* **Goal of the exercise**:
Pull out every line of the records below that contains the string "corrugated". Treat uppercase and lowercase as different.

* **Provided data**:

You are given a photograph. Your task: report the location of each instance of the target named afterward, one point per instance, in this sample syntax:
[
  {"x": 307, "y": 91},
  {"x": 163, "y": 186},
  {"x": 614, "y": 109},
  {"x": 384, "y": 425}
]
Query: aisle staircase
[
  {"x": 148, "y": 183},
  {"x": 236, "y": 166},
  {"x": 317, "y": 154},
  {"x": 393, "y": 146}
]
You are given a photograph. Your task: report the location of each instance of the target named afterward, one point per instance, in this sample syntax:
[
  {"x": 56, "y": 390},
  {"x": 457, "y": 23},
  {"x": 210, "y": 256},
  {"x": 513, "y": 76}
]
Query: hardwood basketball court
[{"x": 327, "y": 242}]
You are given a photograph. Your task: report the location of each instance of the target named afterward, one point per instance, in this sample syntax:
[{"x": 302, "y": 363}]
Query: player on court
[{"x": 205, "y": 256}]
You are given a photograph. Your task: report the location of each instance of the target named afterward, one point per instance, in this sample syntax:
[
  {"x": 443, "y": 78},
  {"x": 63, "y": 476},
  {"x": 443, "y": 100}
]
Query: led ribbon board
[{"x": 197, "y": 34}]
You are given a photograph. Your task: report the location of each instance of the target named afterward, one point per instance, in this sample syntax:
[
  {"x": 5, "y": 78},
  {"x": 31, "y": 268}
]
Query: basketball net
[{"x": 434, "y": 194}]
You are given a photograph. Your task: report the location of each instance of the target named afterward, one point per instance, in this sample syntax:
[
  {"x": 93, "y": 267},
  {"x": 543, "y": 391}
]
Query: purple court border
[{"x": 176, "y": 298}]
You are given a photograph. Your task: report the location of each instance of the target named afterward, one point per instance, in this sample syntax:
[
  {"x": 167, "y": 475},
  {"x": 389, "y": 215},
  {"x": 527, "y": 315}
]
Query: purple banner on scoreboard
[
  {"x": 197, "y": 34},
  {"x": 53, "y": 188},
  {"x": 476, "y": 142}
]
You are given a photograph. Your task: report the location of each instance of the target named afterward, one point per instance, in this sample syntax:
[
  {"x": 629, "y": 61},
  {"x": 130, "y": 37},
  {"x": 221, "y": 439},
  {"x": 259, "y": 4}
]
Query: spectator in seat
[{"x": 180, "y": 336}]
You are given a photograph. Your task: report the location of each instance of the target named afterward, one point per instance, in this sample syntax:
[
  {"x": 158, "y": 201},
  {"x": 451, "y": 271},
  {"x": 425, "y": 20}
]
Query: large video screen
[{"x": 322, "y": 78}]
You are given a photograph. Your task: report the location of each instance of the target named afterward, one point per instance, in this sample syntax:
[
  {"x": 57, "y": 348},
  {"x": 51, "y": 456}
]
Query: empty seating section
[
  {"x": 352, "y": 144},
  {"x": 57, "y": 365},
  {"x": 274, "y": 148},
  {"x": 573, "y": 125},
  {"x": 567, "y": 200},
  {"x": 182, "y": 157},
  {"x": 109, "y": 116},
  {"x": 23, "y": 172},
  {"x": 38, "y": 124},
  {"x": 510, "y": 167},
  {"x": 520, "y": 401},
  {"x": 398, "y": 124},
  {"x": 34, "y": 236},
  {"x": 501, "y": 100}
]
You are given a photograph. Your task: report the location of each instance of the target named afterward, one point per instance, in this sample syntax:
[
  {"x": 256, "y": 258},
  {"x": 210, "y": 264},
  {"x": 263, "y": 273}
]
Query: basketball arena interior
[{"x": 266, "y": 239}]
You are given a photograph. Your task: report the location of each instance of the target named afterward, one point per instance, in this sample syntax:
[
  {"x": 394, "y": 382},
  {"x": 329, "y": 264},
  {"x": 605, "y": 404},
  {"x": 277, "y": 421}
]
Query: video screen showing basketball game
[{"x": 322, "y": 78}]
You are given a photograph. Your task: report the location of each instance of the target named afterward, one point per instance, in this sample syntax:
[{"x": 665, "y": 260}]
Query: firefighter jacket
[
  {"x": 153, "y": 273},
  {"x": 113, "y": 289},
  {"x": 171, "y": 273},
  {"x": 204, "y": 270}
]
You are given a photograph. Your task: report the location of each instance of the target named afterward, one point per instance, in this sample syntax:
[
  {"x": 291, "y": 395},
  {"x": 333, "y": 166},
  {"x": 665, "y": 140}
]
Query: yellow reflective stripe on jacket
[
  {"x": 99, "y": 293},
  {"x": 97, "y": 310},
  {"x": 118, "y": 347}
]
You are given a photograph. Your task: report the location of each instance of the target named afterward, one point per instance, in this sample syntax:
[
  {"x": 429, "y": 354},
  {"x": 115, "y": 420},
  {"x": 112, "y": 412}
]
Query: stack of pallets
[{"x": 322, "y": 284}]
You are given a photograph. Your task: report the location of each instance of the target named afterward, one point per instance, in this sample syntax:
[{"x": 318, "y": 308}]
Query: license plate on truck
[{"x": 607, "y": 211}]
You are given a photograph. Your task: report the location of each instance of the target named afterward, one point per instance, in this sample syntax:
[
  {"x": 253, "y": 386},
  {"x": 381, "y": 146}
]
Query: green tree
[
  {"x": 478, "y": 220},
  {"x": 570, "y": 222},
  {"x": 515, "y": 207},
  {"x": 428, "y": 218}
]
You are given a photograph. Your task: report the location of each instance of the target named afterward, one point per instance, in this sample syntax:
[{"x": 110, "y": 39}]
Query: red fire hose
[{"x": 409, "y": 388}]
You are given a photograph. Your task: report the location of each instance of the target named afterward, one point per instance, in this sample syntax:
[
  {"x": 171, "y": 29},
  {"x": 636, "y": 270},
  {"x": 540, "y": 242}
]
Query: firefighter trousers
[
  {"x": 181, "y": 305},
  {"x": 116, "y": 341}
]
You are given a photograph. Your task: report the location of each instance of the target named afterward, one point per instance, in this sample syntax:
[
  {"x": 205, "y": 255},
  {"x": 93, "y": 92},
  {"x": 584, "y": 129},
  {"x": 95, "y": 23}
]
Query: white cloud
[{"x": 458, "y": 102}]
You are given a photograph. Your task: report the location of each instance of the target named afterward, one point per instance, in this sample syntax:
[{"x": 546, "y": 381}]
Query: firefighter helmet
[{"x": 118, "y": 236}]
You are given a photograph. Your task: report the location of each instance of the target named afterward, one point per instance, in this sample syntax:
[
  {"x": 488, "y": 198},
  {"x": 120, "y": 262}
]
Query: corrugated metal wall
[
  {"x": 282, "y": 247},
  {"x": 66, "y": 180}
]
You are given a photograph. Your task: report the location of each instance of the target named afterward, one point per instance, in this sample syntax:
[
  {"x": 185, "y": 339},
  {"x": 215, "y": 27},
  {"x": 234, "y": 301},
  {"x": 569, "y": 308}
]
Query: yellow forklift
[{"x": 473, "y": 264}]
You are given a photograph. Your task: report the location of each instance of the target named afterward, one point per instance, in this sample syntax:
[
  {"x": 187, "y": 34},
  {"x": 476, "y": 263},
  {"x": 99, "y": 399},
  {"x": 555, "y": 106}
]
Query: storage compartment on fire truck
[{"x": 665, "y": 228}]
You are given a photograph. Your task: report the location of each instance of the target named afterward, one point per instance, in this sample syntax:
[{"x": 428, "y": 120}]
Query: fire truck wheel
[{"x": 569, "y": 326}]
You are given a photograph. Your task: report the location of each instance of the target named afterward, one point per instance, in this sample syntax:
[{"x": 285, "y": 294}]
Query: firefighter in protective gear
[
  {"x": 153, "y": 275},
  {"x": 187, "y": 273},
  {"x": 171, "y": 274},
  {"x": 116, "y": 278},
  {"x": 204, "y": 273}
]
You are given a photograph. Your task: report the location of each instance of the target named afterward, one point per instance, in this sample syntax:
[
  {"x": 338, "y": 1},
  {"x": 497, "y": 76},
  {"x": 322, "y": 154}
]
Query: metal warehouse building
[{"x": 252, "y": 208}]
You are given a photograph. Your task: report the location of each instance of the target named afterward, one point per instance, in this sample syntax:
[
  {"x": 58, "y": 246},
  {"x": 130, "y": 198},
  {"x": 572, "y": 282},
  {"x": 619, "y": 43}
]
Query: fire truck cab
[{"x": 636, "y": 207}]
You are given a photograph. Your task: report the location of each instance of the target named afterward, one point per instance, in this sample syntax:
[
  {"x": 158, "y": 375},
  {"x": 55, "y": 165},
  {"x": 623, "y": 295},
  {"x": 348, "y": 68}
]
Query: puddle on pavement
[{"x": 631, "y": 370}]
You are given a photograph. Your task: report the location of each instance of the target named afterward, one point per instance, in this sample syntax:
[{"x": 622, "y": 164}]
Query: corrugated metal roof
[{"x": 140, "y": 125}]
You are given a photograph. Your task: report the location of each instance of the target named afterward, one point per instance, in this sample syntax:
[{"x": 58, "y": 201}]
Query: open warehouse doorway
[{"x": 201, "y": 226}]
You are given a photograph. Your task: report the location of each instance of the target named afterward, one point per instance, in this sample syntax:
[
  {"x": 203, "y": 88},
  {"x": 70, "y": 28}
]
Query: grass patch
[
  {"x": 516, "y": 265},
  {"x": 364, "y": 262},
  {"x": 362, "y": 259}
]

* **Written solution**:
Query: corrugated metal wall
Query: corrugated metal roof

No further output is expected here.